■ CONSIGNE ■
Recopiez à l'identique l'intégralité du matériau ci-dessous, ligne par ligne, sans rien omettre ni modifier.

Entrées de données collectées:
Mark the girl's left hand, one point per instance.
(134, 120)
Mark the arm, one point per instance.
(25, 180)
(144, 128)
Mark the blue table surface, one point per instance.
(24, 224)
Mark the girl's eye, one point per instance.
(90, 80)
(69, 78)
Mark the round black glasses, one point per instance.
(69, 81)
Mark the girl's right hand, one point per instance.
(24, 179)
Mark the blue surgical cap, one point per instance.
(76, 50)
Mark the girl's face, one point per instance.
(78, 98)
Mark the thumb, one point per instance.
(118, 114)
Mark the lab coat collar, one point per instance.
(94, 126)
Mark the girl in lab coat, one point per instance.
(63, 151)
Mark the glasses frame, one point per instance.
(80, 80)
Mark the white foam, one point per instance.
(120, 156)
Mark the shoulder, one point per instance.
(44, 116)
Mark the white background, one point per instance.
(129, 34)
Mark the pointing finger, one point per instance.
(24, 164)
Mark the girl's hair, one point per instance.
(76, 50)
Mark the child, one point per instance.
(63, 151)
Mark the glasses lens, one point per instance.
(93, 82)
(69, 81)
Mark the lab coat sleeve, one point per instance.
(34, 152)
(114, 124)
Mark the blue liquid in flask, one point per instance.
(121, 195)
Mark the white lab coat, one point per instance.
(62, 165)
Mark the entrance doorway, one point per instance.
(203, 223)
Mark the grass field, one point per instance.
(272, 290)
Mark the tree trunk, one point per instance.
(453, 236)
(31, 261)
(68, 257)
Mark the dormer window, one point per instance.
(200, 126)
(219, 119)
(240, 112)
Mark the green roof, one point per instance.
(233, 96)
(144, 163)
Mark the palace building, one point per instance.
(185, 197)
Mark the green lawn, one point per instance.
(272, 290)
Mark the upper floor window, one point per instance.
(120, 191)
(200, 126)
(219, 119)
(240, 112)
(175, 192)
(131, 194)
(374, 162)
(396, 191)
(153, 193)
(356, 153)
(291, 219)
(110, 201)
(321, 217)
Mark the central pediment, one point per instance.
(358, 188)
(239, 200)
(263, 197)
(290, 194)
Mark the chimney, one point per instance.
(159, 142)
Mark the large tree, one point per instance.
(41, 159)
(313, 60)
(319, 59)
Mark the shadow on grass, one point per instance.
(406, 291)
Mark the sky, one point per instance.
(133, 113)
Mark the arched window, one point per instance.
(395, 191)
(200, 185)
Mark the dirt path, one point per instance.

■ TÂCHE RÉALISÉE ■
Mark the girl's left hand, one point per instance.
(134, 120)
Mark the arm, one point per instance.
(25, 180)
(144, 128)
Mark the blue table surface, one point per instance.
(24, 224)
Mark the girl's eye, one point per instance.
(90, 80)
(69, 78)
Mark the round black glasses, one point per instance.
(69, 81)
Mark the girl's right hand, one point per instance.
(24, 179)
Mark the blue surgical cap, one point per instance.
(76, 50)
Mark the girl's face, one point per instance.
(78, 98)
Mark the thumb, one point per instance.
(118, 114)
Mark the lab coat collar, one point per instance.
(94, 126)
Mark the girl in lab coat, one point per instance.
(63, 151)
Mark the glasses frame, one point per instance.
(80, 80)
Mark the white foam, one point per instance.
(120, 156)
Mark the shoulder, one point per instance.
(44, 116)
Mark the white background, one point per instance.
(129, 34)
Mark the pointing finger, one point per instance.
(24, 164)
Mark the girl's hair, one point per instance.
(76, 50)
Mark the child, one point per instance.
(63, 151)
Mark the glasses lens, one point per instance.
(93, 82)
(69, 81)
Mark the lab coat sleeve, one point per instance.
(34, 152)
(114, 124)
Mark the blue liquid in flask, one point per instance.
(121, 195)
Mark the white lab coat, one point per instance.
(62, 165)
Mark the entrance doorway, one point per instance.
(203, 223)
Mark the grass field, one point per instance.
(272, 290)
Mark the tree trunk, one point per instance.
(453, 236)
(31, 261)
(68, 257)
Mark the dormer window, one point per instance.
(200, 126)
(219, 119)
(240, 112)
Mark the green roof, one point per instance.
(233, 96)
(144, 163)
Mark the palace building, one point per instance.
(185, 197)
Mark the green lawn, one point per instance.
(272, 290)
Mark the upper floor window, one point per instance.
(120, 191)
(200, 126)
(219, 119)
(240, 112)
(175, 192)
(131, 194)
(374, 162)
(396, 191)
(153, 193)
(356, 153)
(291, 219)
(110, 201)
(321, 217)
Mark the central pediment, one point per instance.
(358, 188)
(239, 200)
(263, 197)
(290, 194)
Mark the chimney, one point per instance.
(159, 142)
Mark the large tree, one point per instance.
(41, 159)
(313, 60)
(319, 59)
Mark the shadow on grass, one point per instance.
(406, 291)
Mark the sky, one point per instance.
(133, 113)
Mark the arched window, one point per instance.
(395, 191)
(200, 185)
Mark the dirt path, one point per instance.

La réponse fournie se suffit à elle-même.